TO BE DONE:
1. List every input that the blog post on Fluidsynth volume says sets the attenuation value.
2. Copy the records word for word, from the line containing "Player-tracking tagging: indicate the sandy" through the end of the records.

SOURCE DOCUMENT:

---

Volume in Fluidsynth

Posted 3 years ago

in this blog post I want to write about how the volume is calculated in Fluidsynth and describe why I think this solution is problematic.

Lets start at Fluidsynth's heart - the write method of a voice. That is the essential part that generates the actual audio. It generates n samples and adds them to the output. This method gets called in a real time context by the main synth process. Lets have a look at the part that deals with volume. (There is actually a quite similar statement to this right next to this one - only difference is that in the envelope volume of the attack phase is treated somewhat different (begin a linear ramp))
fluid/voice.cpp Voice::wirte(unsigned n, float* out, float* reverb, float* chorus)

            target_amp = fluid_atten2amp (attenuation)
               * fluid_cb2amp (960.0f * (1.0f - volenv_val)
               + modlfo_val * -modlfo_to_vol);

As you can see the volume of the voice depends on attenuation, a value of the amplitude envelope and the modlfo. We're interessted in attenuation since that is what gets set by velocity, CC11 and CC7. But first - what does that call to atten2amp do?


 * fluid_atten2amp
 * in: a value between 0 and 1440, 0 is no attenuation
 * out: a value between 1 and 0
 * Note: Volume attenuation is supposed to be centibels but EMU8k/10k don't
 * follow this.  Thats the reason for separate fluid_cb2amp and fluid_atten2amp.
float fluid_atten2amp(float atten)
      if (atten < 0)
            return 1.0;
      else if (atten >= FLUID_ATTEN_AMP_SIZE)
            return 0.0;
            return fluid_atten2amp_tab[(int) atten];

As you can see it basically looks up a value from a table. This table transforms a cdB value into a factor that can be used as a gain value. As you might know db is calculated like this: v_cdB = 200 * log(v/v_ref) with v_ref in digital systems being 0dBFs or the maximum value can be represented by the system or just 1.0 if you're expecting values between -1.0 and 1.0 for your floating point audio system. Fluidsynth works with values between -1.0 and 1.0.

Lets look up how that table is constructed in Fluidsynth:
fluid/conv.cpp fluid_conversion_config()

      for (int i = 0; i < FLUID_ATTEN_AMP_SIZE; i++)
            fluid_atten2amp_tab[i] = (float) pow(10.0, (double) i / FLUID_ATTEN_POWER_FACTOR);

FLUID_ATTEN_AMP_SIZE is 1441 and FLUID_ATTEN_POWER_FACTOR is -200.0. So it is basically just the equation above solved for v/v_ref. The power factor is negative because we expect the cdB values to be actually negative because we want to generate attenuation (values smaller than 1.0).

But how is the attenuation value determined?
fluid/voice.cpp Voice::update_param(int _gen)

---

DATA RECORDS:
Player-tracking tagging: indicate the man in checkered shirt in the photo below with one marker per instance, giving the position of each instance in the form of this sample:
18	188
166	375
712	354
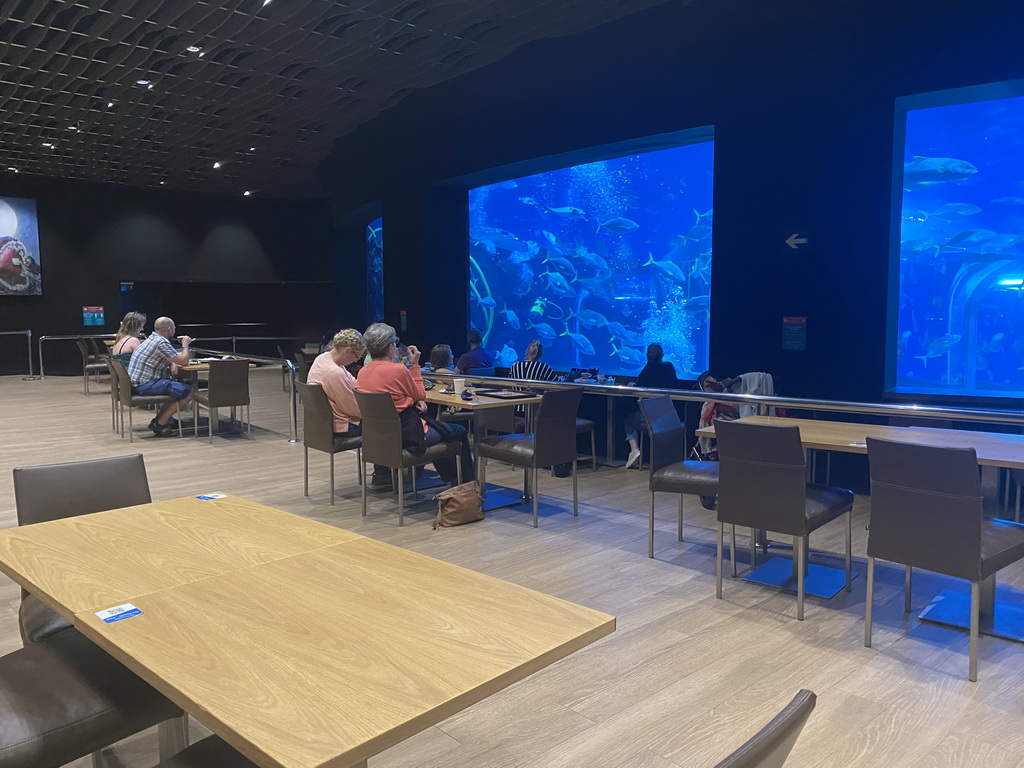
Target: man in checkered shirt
150	371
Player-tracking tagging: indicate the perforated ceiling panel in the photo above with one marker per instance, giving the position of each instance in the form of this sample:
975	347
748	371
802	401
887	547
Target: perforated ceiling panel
151	92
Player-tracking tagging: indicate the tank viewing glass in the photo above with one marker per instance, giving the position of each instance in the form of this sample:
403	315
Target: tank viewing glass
597	260
956	251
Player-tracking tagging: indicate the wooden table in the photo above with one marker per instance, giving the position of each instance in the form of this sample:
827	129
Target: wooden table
994	450
300	644
496	497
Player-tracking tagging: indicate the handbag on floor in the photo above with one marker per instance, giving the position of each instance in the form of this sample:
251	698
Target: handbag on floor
459	505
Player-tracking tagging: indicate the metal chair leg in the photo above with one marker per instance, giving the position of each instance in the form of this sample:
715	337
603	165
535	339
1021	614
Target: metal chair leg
906	589
172	736
718	561
975	626
801	545
576	496
867	602
650	528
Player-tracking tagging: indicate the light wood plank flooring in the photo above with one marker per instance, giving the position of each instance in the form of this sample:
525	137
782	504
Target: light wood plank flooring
683	680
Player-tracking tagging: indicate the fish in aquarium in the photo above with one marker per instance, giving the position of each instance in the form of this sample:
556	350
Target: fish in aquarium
562	254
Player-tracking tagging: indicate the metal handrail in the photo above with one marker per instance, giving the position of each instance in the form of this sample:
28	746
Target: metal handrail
29	337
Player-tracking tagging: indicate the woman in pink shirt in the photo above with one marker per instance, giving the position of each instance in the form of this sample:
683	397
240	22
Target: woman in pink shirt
406	387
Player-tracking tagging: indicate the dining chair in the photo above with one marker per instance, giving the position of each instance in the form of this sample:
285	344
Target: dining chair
65	697
382	444
927	513
89	364
127	397
317	433
770	747
553	441
670	471
52	492
227	387
762	485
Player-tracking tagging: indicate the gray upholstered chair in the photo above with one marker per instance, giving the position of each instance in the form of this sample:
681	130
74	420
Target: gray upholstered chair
382	444
64	697
927	513
770	747
89	364
42	493
228	387
762	484
127	397
208	753
670	472
317	433
553	441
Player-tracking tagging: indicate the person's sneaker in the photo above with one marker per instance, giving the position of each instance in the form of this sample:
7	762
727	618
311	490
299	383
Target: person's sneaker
634	458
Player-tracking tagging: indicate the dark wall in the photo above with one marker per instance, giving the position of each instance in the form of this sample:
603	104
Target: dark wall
93	237
801	93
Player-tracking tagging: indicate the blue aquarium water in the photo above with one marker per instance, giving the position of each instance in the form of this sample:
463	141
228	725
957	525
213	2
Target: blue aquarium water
961	306
375	270
596	261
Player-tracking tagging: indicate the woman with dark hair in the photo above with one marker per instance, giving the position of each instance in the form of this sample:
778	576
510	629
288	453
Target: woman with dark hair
657	374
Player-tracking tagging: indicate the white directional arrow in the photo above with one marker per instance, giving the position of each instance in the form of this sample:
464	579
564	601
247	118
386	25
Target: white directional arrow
795	241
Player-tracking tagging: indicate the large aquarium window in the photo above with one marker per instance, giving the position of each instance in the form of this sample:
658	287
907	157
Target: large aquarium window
375	271
597	260
958	330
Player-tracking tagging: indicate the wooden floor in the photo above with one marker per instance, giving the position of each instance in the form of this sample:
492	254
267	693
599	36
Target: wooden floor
683	680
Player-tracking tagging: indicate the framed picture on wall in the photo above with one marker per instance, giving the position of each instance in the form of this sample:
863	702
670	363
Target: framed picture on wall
19	274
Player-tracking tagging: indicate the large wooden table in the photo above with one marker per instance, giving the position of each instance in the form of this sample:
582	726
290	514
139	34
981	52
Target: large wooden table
994	450
300	644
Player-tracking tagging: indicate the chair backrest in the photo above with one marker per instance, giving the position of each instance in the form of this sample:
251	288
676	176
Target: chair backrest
668	435
771	745
381	428
554	432
228	383
926	507
52	492
317	419
762	481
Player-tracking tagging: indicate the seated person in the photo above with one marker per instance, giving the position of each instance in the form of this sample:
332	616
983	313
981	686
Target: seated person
476	357
127	340
406	387
150	371
531	368
441	359
657	374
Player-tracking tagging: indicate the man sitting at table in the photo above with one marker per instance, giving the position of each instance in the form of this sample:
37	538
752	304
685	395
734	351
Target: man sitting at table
476	357
406	387
151	371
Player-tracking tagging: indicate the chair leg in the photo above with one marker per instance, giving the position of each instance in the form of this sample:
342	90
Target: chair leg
680	517
537	484
650	528
732	549
718	561
172	736
906	589
801	547
576	495
849	551
868	602
975	626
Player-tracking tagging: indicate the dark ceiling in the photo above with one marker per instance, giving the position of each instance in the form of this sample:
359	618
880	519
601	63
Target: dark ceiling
148	93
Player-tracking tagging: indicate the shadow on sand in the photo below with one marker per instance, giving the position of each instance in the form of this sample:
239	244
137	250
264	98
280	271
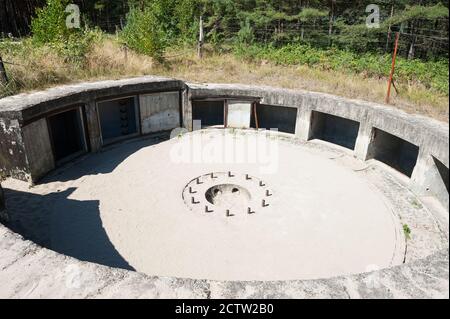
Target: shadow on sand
69	226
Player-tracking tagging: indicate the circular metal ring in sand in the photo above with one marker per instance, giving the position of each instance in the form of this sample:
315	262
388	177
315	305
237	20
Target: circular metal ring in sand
227	193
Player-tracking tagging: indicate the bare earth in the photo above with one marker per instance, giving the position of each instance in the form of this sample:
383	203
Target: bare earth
124	208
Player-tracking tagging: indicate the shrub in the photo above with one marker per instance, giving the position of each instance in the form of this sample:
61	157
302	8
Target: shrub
49	26
144	34
431	74
49	29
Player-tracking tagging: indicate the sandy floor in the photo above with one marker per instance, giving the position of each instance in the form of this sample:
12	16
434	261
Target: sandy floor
124	208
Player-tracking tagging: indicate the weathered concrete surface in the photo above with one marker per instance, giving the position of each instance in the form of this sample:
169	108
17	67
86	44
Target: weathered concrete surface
13	158
431	136
239	114
29	271
38	148
16	112
3	215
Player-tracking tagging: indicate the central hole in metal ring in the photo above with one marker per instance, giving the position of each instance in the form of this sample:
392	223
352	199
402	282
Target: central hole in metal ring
228	196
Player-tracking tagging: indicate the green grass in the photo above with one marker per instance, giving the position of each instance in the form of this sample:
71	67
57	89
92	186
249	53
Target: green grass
407	231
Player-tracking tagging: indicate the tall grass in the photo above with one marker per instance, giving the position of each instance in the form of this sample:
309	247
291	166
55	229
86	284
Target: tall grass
432	75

---

THE REPLIES:
1.
velocity
CC11
CC7

2.
Player-tracking tagging: indicate the sandy floor in the photo above with one marker per instance, giving the position of each instance in the form of this sample:
12	16
434	261
Target: sandy floor
124	208
Player-tracking tagging: indicate the weathered concrete surface in the photo above with one marker per instance, giving the position of each instance in the form of this sample:
169	108
17	67
86	44
Target: weathered concrete surface
13	158
431	136
239	114
29	271
38	148
16	112
3	215
Player-tracking tagging: indicate the central hole in metal ring in the photo above with one marker per instance, giving the position of each instance in the form of this sample:
392	223
352	199
402	282
Target: central hole in metal ring
228	196
Player-tracking tagging: indicate the green grass in the photo above with one marker per instance, giving the position of each instance in the form of this sample:
71	67
57	89
92	186
249	53
Target: green grass
407	231
Player-tracking tagging: indicate the tall grass in the photo above with one marker per instance, giving the position of each instance in the form of this sample:
309	247
291	166
55	229
86	284
Target: tall grass
432	75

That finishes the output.